EXERCISE DESCRIPTION.
Reproduce all of the data word for word.

┏━━

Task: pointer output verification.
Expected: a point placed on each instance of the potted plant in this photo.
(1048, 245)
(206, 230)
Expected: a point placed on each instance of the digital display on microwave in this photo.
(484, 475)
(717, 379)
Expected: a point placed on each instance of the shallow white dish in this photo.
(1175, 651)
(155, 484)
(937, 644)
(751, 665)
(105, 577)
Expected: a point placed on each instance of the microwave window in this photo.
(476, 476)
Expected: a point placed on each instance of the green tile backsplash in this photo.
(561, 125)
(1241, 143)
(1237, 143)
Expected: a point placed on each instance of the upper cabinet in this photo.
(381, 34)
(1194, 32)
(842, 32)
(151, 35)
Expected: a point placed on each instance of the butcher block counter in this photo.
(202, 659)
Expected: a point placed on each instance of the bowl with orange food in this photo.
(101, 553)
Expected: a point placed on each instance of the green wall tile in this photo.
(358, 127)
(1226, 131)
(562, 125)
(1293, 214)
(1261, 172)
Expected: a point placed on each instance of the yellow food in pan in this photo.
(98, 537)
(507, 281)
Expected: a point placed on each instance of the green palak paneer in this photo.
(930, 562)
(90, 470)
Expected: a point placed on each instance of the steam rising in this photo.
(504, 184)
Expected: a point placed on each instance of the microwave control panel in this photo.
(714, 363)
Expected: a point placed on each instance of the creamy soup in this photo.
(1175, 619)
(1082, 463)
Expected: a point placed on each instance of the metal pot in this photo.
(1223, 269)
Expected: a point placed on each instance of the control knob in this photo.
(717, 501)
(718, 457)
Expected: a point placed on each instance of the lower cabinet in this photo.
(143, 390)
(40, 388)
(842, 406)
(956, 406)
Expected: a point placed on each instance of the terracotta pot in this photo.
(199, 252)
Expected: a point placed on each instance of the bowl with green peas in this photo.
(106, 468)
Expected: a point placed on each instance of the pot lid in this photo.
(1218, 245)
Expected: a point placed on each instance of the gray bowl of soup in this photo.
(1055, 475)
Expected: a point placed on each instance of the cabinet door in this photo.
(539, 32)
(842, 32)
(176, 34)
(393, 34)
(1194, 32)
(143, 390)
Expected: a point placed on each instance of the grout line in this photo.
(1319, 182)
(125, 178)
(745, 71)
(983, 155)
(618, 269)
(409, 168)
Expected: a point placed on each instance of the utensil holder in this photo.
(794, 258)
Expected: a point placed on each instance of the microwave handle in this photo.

┗━━

REPLY TO THE TASK.
Task: pointer output verification.
Expected: a point placed on each instance of the potted plant in this photo.
(1048, 245)
(206, 230)
Expected: a point placed on each instance of the digital display on microwave in this photo.
(484, 475)
(717, 379)
Expected: a point placed on each instance of the shallow white dish in this photo.
(1175, 651)
(155, 484)
(937, 644)
(751, 665)
(105, 577)
Expected: a point placed on each instance of the microwave window in this photo.
(476, 476)
Expected: a point placed on each instance of the green tile backsplash in this photo.
(561, 125)
(1241, 143)
(1237, 143)
Expected: a point placed on each instance of the upper cabinet in this photo.
(381, 34)
(1194, 32)
(842, 32)
(151, 35)
Expected: a point placed on each instance of the butcher block counter in this photo.
(202, 659)
Expected: a point placed on each instance of the bowl with orange food in this photo.
(101, 553)
Expected: a point placed on each instance of the green wall tile in this photo.
(358, 127)
(1226, 131)
(562, 125)
(1293, 214)
(1261, 172)
Expected: a point placed on each instance of the yellow food in pan in this photo.
(98, 537)
(507, 281)
Expected: a point placed on each instance of the green palak paneer in this photo.
(930, 562)
(90, 470)
Expected: a point placed on each instance of the steam rising in this photo.
(504, 184)
Expected: a point placed on each instance of the microwave control panel in this photo.
(714, 363)
Expected: a point placed on each instance of the creamy soup in this photo.
(1175, 619)
(1082, 463)
Expected: a point placed on each instance of the metal pot in this photo.
(1223, 269)
Expected: a point placed on each instance of the control knob in this photo.
(717, 501)
(718, 457)
Expected: a point placed on each instance of the lower cabinet in this photo.
(143, 390)
(40, 388)
(842, 406)
(956, 406)
Expected: a point placed on each instance of the terracotta pot in this photo.
(199, 252)
Expected: a point placed on each instance of the bowl with green peas in this photo.
(106, 468)
Expected: a point placed on each instance of the pot lid in this photo.
(1218, 245)
Expected: a point placed on each instance of the gray bowl of soup in this photo.
(1055, 475)
Expected: a point placed on each instance of the cabinet door in this photo.
(539, 32)
(842, 32)
(176, 34)
(393, 34)
(1194, 32)
(143, 390)
Expected: a point placed on each instance of the grout line in this photo.
(1319, 182)
(125, 178)
(745, 71)
(983, 155)
(618, 269)
(409, 168)
Expected: a point placed on each instance of the utensil holder in this photo.
(794, 258)
Expected: a point placed on each instance of the microwave handle in this photo.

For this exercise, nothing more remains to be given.